- **Task details**
Please rewrite the data from the line containing "Exercise. Mark the forested" through the end, inclusive, with "forested hillside" changed to "wooded slope" and everything else kept the same.

- **Task material**
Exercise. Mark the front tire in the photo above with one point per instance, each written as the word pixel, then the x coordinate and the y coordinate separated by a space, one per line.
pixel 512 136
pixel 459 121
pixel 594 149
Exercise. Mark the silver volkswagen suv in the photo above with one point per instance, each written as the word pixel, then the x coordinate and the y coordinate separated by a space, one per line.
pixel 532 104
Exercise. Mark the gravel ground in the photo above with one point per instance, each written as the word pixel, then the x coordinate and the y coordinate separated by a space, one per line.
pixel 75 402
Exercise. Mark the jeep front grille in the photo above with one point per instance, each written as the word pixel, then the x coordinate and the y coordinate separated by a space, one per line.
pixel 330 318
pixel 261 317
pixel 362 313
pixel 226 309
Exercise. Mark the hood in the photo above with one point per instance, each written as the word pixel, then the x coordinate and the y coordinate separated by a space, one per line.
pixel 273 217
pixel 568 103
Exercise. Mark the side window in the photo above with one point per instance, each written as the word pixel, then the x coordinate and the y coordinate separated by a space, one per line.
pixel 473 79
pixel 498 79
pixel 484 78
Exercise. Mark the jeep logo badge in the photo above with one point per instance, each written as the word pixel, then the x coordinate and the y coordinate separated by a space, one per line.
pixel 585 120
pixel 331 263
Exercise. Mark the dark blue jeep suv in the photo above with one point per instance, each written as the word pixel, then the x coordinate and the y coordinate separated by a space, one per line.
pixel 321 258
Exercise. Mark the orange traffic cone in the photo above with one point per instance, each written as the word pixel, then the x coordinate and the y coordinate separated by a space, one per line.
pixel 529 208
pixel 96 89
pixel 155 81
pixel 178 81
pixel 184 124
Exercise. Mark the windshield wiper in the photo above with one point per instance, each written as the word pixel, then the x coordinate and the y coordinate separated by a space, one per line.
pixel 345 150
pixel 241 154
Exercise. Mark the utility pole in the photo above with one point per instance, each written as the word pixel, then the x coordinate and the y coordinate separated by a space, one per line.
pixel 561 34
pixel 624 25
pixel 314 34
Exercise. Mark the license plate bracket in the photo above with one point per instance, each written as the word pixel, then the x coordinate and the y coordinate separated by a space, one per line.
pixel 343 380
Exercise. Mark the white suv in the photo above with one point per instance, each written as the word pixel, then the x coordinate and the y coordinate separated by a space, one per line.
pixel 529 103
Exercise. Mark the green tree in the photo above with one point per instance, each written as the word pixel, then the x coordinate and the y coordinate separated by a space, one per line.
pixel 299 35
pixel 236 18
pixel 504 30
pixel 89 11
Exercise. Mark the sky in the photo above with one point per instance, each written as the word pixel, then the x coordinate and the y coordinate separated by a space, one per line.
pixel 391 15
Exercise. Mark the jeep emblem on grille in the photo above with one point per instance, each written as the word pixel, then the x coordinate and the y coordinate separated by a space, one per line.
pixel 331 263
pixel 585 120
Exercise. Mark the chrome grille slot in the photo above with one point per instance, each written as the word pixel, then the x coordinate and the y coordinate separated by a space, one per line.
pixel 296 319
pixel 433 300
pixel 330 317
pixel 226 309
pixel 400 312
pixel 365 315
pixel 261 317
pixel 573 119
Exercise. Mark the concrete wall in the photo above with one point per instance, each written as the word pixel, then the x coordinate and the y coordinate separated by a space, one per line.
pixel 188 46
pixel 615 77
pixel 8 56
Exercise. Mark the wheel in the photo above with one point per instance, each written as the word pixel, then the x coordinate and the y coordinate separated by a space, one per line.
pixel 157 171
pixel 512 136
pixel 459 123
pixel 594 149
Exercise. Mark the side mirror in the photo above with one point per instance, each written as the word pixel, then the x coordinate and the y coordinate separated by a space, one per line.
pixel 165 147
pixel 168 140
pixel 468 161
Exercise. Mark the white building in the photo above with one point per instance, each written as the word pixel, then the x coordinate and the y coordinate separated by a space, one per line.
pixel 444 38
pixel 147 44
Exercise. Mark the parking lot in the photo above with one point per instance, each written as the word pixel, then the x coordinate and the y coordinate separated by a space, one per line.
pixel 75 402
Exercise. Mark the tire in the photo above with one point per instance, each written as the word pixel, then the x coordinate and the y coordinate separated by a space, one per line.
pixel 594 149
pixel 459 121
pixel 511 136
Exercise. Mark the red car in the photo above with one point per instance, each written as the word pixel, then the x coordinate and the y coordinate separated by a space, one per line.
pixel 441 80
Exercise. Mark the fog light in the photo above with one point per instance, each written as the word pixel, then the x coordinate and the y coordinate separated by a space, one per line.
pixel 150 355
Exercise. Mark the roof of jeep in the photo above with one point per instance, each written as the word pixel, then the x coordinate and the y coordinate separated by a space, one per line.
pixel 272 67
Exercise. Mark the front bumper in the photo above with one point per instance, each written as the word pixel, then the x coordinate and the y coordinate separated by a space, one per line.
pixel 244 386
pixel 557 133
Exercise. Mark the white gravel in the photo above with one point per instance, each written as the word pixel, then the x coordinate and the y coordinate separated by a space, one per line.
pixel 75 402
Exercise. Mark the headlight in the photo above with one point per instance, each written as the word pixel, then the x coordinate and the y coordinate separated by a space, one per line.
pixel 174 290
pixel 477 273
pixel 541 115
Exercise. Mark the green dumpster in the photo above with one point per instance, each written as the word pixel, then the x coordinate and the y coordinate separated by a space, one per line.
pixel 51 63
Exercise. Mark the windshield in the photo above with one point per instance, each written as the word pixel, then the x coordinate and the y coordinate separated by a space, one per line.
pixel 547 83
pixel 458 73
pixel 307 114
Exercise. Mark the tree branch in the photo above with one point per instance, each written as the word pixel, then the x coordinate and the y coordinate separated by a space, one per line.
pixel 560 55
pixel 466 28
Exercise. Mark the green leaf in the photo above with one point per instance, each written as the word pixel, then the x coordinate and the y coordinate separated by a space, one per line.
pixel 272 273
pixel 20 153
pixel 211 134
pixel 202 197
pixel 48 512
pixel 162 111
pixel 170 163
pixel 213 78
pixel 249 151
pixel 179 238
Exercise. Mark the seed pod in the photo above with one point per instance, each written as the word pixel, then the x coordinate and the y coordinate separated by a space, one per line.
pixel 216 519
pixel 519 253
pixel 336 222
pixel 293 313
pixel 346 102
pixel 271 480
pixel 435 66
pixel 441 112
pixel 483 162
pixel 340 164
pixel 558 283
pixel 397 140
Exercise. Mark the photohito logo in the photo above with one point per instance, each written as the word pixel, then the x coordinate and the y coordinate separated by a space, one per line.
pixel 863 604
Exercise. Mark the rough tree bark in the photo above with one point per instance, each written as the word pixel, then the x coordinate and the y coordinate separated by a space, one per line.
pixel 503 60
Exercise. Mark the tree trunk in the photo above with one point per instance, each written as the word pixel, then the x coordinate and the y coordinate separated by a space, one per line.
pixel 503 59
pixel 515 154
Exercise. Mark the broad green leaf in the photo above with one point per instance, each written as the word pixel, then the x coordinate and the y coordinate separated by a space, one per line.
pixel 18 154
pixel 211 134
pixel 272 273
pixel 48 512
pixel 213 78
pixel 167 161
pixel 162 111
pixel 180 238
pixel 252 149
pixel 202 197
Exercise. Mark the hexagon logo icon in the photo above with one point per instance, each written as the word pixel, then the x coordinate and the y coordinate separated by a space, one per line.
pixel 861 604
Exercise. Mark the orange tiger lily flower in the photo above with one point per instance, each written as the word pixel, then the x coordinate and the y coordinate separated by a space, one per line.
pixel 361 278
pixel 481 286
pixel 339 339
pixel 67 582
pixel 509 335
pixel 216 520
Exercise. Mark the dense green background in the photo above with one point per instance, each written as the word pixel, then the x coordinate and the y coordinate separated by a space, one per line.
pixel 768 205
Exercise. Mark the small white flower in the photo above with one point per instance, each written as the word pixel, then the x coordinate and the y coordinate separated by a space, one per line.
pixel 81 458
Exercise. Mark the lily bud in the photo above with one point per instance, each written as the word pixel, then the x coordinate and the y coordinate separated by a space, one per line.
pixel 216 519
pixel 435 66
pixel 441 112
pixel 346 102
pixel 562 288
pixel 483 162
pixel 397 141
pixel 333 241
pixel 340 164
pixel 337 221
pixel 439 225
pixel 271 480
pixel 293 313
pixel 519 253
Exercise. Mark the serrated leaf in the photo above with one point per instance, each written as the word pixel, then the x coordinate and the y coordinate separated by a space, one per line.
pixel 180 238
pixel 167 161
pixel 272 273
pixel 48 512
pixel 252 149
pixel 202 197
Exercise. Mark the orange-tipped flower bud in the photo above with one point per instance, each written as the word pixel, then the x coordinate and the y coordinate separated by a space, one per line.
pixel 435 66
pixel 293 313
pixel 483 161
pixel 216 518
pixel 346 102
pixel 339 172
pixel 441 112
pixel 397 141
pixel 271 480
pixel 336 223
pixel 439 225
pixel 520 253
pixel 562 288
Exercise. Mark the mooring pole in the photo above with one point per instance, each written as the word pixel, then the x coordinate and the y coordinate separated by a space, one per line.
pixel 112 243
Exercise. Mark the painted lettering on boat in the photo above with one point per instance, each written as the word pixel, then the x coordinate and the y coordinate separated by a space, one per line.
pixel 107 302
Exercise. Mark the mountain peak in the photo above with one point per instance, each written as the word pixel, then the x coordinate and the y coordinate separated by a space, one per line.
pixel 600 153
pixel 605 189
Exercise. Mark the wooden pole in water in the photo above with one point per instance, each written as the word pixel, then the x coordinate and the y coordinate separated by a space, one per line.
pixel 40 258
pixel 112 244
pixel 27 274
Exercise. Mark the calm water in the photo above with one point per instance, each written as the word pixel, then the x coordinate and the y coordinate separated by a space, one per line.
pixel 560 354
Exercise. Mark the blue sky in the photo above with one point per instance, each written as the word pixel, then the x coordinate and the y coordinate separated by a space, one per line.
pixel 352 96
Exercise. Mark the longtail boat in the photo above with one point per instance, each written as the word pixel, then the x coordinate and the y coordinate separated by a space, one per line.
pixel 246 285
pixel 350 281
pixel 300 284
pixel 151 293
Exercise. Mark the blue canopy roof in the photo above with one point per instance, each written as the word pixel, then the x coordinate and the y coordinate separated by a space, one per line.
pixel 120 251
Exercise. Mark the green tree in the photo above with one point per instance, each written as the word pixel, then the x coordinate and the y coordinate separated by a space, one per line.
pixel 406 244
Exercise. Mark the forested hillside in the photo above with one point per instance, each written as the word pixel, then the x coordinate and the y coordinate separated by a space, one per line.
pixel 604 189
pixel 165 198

- **Exercise answer**
Exercise. Mark the wooded slope in the photo above with one point per instance, each written as the word pixel, then the x coordinate and the y coordinate separated by a space, one per line.
pixel 604 189
pixel 165 198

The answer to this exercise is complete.